--- START ---

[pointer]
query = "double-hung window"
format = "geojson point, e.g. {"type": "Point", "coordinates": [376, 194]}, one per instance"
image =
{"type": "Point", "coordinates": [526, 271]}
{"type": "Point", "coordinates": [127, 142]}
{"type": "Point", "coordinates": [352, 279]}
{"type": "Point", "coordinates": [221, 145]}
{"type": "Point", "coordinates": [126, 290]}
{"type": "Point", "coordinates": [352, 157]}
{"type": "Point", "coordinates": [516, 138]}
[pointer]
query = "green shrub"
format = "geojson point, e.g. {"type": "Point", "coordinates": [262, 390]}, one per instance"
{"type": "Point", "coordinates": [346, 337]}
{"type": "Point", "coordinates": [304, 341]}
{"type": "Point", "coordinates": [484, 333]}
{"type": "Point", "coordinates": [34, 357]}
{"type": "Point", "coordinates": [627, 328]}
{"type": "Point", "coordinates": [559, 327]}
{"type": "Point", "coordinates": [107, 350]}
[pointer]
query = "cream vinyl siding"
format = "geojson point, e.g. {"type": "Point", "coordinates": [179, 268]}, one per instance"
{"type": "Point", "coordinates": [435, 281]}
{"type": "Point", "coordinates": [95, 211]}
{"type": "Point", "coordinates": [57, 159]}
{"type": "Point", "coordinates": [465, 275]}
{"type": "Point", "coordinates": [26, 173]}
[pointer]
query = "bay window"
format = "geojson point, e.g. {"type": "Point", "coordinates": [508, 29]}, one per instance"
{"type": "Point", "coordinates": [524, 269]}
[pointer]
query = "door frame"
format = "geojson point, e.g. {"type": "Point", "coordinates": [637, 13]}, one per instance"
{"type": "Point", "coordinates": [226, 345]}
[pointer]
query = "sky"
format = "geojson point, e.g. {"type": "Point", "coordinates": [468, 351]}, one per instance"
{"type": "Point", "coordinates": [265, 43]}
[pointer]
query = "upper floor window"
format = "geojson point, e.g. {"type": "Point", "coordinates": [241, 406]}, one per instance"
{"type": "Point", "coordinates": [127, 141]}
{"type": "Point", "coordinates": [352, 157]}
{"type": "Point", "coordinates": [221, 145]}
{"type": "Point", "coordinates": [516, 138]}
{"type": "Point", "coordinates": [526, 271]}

--- END ---

The records above are to be given again in full, exactly.

# ANSWER TO THE EXERCISE
[pointer]
query = "double-hung window"
format = "geojson point, e.g. {"type": "Point", "coordinates": [376, 194]}, one per instance"
image =
{"type": "Point", "coordinates": [526, 271]}
{"type": "Point", "coordinates": [127, 142]}
{"type": "Point", "coordinates": [352, 279]}
{"type": "Point", "coordinates": [221, 145]}
{"type": "Point", "coordinates": [126, 290]}
{"type": "Point", "coordinates": [352, 157]}
{"type": "Point", "coordinates": [516, 138]}
[pointer]
query = "green shrub"
format = "geojson point, e.g. {"type": "Point", "coordinates": [262, 390]}, one per instance"
{"type": "Point", "coordinates": [346, 337]}
{"type": "Point", "coordinates": [304, 341]}
{"type": "Point", "coordinates": [484, 333]}
{"type": "Point", "coordinates": [34, 357]}
{"type": "Point", "coordinates": [627, 328]}
{"type": "Point", "coordinates": [559, 327]}
{"type": "Point", "coordinates": [107, 350]}
[pointer]
query = "cream vinyl siding"
format = "geojson point, e.g. {"type": "Point", "coordinates": [179, 268]}, one per instance"
{"type": "Point", "coordinates": [435, 281]}
{"type": "Point", "coordinates": [95, 211]}
{"type": "Point", "coordinates": [57, 159]}
{"type": "Point", "coordinates": [465, 275]}
{"type": "Point", "coordinates": [26, 173]}
[pointer]
query = "bay window"
format = "geojson point, e.g. {"type": "Point", "coordinates": [508, 29]}, one per instance"
{"type": "Point", "coordinates": [524, 269]}
[pointer]
query = "door frame"
format = "geojson point, e.g. {"type": "Point", "coordinates": [637, 13]}, one per instance"
{"type": "Point", "coordinates": [226, 345]}
[pointer]
query = "sky"
format = "geojson point, e.g. {"type": "Point", "coordinates": [468, 351]}, one per instance"
{"type": "Point", "coordinates": [265, 43]}
[pointer]
query = "upper floor window"
format = "geojson point, e.g. {"type": "Point", "coordinates": [241, 406]}, one per instance"
{"type": "Point", "coordinates": [127, 141]}
{"type": "Point", "coordinates": [352, 157]}
{"type": "Point", "coordinates": [221, 145]}
{"type": "Point", "coordinates": [516, 138]}
{"type": "Point", "coordinates": [526, 271]}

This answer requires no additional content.